8 May 2005

Society for the Protection of Enemy Aliens

The Left’s response to an attack on America by alien enemies was to immediately form a “Society for the Protection of Enemy Aliens.”

“On September 11, the nearest television set at my college was in the video laboratory, and around me there swirled a reassuring bustle of purposeful and competent activity. One faculty colleague worked to hook up the recorder, another crouched and leaned to snap still photos from the television screens. Standing among them, as we watched the World Trade Center topple, I felt a palpable and unanticipated gregariousness, a concord of mood and feeling.

“This sense of commonality barely outlasted the towers themselves. One of my younger colleagues, a woman who keeps an apartment in Brooklyn, turned to me, badly shaken, and said, ?I have to do something about this in my class. I have to show them the video about the Japanese internment camps.”

“So much for collective mood. Why should the murder of thousands of men, women, and children, accomplished in an instant, concern us? Well, it turns out, because it might lead to something really serious, like civil-rights violations. [War comes to Williams, By Michael J. Lewis, Commentary Magazine, November 2001]

That was their first thought; not fighting back, not protecting America, not anything as normal as, say, revenge, but this: protect the enemy aliens.

Set exercise 1
Reproduce the passage on the Society for the Protection of Enemy Aliens in full, word for word.
The passage has no connection to the rows that follow it.

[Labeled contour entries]
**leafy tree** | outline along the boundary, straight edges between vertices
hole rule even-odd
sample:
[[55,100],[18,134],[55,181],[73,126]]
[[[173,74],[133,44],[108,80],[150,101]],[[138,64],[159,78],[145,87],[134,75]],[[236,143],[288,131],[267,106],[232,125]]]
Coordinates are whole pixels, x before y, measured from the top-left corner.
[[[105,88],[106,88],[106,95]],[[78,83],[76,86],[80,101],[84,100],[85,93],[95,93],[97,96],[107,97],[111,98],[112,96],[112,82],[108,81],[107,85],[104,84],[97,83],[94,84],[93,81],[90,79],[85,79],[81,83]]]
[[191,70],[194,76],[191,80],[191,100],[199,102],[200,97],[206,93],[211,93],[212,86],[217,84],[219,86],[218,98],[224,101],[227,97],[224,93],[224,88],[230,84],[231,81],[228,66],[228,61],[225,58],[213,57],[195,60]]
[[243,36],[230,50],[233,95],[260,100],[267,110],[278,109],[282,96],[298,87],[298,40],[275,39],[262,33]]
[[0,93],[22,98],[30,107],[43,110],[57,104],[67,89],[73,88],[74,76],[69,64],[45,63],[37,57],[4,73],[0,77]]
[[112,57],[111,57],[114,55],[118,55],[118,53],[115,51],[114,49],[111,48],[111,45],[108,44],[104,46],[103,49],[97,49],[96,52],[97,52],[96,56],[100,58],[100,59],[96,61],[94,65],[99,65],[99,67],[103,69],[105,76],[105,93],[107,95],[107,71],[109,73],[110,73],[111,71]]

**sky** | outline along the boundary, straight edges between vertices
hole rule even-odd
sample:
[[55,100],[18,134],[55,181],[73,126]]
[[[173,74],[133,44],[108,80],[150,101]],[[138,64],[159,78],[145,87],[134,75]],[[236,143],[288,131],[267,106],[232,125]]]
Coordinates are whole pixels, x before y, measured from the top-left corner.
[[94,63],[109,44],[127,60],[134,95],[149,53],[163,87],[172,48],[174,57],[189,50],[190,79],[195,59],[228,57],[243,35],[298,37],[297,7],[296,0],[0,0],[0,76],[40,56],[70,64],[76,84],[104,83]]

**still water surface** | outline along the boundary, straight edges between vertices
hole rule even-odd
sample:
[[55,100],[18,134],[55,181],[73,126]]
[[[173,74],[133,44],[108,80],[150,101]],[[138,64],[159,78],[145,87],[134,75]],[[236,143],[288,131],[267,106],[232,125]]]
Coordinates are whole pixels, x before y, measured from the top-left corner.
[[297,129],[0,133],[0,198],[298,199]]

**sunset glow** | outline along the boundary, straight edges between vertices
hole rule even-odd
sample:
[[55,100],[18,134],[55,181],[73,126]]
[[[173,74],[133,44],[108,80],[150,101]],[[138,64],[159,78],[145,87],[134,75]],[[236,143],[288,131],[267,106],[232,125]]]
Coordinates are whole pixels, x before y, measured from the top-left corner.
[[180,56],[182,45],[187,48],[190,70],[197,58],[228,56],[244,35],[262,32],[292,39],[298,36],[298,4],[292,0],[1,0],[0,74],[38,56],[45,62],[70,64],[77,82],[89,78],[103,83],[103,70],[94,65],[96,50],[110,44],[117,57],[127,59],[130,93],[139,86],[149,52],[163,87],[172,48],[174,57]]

* * *

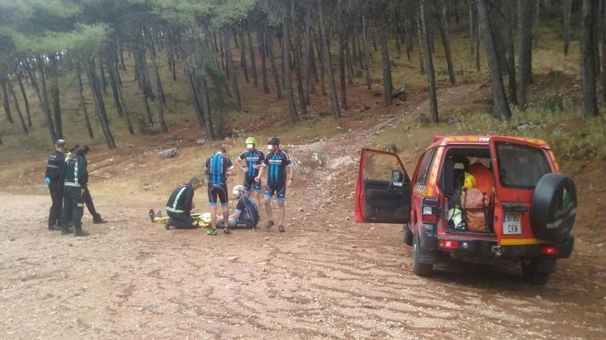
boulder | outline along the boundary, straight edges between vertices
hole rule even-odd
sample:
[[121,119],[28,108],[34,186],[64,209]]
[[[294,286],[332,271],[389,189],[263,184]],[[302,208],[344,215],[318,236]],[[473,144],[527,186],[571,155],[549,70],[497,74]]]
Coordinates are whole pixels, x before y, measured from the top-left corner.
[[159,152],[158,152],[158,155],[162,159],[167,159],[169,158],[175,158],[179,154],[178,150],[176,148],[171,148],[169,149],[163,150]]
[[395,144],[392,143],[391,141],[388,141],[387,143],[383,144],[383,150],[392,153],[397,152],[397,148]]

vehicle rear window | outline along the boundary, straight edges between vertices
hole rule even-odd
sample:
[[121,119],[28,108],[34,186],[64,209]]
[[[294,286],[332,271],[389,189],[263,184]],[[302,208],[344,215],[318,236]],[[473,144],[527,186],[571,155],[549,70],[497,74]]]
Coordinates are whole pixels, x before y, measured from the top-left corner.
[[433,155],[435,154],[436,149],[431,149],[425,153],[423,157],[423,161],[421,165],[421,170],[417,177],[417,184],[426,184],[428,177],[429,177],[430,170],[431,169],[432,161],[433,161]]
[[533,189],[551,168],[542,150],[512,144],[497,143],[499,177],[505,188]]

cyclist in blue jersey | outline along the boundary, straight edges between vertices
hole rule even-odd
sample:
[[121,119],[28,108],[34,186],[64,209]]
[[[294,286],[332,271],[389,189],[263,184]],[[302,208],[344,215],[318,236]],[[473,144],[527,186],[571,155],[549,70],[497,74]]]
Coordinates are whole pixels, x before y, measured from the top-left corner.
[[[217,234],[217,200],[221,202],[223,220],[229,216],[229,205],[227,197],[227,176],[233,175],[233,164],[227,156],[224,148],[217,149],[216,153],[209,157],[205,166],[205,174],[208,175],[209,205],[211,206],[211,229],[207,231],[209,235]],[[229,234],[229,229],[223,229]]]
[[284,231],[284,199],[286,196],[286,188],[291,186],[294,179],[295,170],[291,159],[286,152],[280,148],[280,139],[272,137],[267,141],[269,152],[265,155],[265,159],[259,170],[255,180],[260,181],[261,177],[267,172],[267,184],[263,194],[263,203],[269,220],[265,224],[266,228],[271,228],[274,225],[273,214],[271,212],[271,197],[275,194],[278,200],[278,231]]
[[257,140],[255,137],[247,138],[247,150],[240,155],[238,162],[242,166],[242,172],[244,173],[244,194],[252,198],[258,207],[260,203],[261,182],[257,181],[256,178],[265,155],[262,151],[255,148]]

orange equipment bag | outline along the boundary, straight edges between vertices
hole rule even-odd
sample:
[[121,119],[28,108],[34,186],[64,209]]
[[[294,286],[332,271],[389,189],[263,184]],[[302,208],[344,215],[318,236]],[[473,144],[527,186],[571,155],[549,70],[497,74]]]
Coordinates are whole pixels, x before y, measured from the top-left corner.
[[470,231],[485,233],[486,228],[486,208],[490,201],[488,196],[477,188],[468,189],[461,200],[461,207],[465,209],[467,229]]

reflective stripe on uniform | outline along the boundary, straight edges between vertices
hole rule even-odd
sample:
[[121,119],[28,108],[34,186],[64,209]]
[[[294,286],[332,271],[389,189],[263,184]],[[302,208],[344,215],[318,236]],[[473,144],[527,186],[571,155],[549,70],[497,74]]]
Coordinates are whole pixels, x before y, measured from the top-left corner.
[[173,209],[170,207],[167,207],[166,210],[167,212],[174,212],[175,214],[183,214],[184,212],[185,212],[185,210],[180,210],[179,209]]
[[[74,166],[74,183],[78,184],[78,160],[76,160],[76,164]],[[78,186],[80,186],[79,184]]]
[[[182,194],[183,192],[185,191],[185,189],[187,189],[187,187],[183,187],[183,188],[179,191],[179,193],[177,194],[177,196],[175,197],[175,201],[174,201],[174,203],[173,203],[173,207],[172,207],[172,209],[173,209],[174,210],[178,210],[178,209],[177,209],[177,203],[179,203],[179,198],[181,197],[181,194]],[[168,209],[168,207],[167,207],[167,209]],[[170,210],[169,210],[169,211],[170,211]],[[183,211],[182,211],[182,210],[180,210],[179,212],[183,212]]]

---

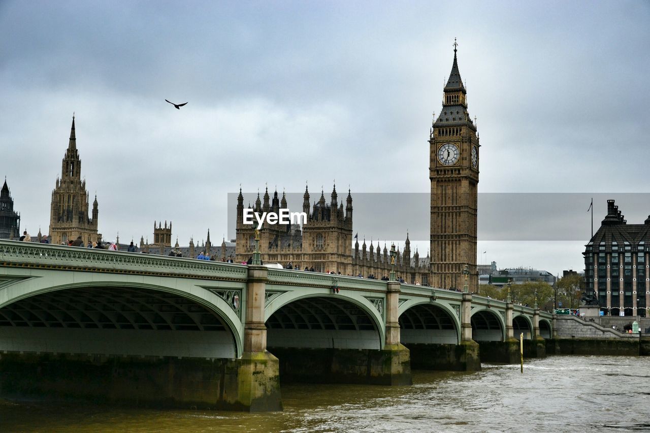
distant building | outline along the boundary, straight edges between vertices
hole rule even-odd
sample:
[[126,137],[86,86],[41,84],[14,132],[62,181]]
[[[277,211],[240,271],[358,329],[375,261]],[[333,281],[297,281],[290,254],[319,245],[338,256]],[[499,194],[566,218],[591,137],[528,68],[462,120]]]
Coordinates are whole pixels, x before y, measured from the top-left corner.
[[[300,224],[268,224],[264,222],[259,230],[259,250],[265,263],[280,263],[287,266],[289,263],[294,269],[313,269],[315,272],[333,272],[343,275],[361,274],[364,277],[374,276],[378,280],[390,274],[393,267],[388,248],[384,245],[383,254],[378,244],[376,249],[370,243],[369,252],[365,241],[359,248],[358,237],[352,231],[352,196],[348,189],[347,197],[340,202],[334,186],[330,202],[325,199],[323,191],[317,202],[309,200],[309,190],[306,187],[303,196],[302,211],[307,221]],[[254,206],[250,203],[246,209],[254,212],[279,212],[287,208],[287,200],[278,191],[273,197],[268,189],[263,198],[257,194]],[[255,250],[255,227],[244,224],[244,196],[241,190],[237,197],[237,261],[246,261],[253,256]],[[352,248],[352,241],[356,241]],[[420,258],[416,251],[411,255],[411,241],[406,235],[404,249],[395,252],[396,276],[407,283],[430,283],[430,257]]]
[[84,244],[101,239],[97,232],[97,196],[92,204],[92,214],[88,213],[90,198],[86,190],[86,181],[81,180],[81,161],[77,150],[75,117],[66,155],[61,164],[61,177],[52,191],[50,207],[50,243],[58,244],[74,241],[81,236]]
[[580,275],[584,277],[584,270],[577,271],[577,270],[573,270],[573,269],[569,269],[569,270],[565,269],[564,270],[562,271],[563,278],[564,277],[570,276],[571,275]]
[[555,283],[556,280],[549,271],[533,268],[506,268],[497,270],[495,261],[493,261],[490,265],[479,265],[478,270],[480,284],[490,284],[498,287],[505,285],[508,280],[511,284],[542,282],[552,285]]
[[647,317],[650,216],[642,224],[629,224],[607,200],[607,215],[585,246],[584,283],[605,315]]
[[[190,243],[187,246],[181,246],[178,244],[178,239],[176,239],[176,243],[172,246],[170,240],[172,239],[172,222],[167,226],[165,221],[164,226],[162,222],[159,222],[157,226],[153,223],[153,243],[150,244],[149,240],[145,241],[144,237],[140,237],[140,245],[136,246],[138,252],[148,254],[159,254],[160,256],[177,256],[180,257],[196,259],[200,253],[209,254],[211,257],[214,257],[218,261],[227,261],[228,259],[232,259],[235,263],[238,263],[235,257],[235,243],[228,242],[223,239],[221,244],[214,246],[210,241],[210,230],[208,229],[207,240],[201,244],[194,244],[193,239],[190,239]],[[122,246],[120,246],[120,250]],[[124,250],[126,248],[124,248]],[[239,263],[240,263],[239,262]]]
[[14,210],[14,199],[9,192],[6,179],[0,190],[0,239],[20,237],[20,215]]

Set exercise 2
Shift the rows starting at the line that contains "water surface** |" and ending at the line that contains "[[297,129],[0,133],[0,198],[298,199]]" by adding 95 to every number in the answer coordinates. Write out all of those lines, keeping the rest of each line unchanged, and output nothing beyond them.

Worked answer 1
8 May 2005

Society for the Protection of Enemy Aliens

The Left’s response to an attack on America by alien enemies was to immediately form a “Society for the Protection of Enemy Aliens.”

“On September 11, the nearest television set at my college was in the video laboratory, and around me there swirled a reassuring bustle of purposeful and competent activity. One faculty colleague worked to hook up the recorder, another crouched and leaned to snap still photos from the television screens. Standing among them, as we watched the World Trade Center topple, I felt a palpable and unanticipated gregariousness, a concord of mood and feeling.

“This sense of commonality barely outlasted the towers themselves. One of my younger colleagues, a woman who keeps an apartment in Brooklyn, turned to me, badly shaken, and said, ?I have to do something about this in my class. I have to show them the video about the Japanese internment camps.”

“So much for collective mood. Why should the murder of thousands of men, women, and children, accomplished in an instant, concern us? Well, it turns out, because it might lead to something really serious, like civil-rights violations. [War comes to Williams, By Michael J. Lewis, Commentary Magazine, November 2001]

That was their first thought; not fighting back, not protecting America, not anything as normal as, say, revenge, but this: protect the enemy aliens.

Worked answer 2
**still water surface** | outline along the boundary, straight edges between vertices
hole rule even-odd
sample:
[[55,100],[18,134],[55,181],[73,126]]
[[[173,74],[133,44],[108,80],[150,101]],[[138,64],[159,78],[145,87],[134,75]],[[236,143],[288,131],[267,106],[232,125]]]
Coordinates are whole pixels, x before y, measured from the top-left corner.
[[392,224],[95,228],[95,293],[393,294]]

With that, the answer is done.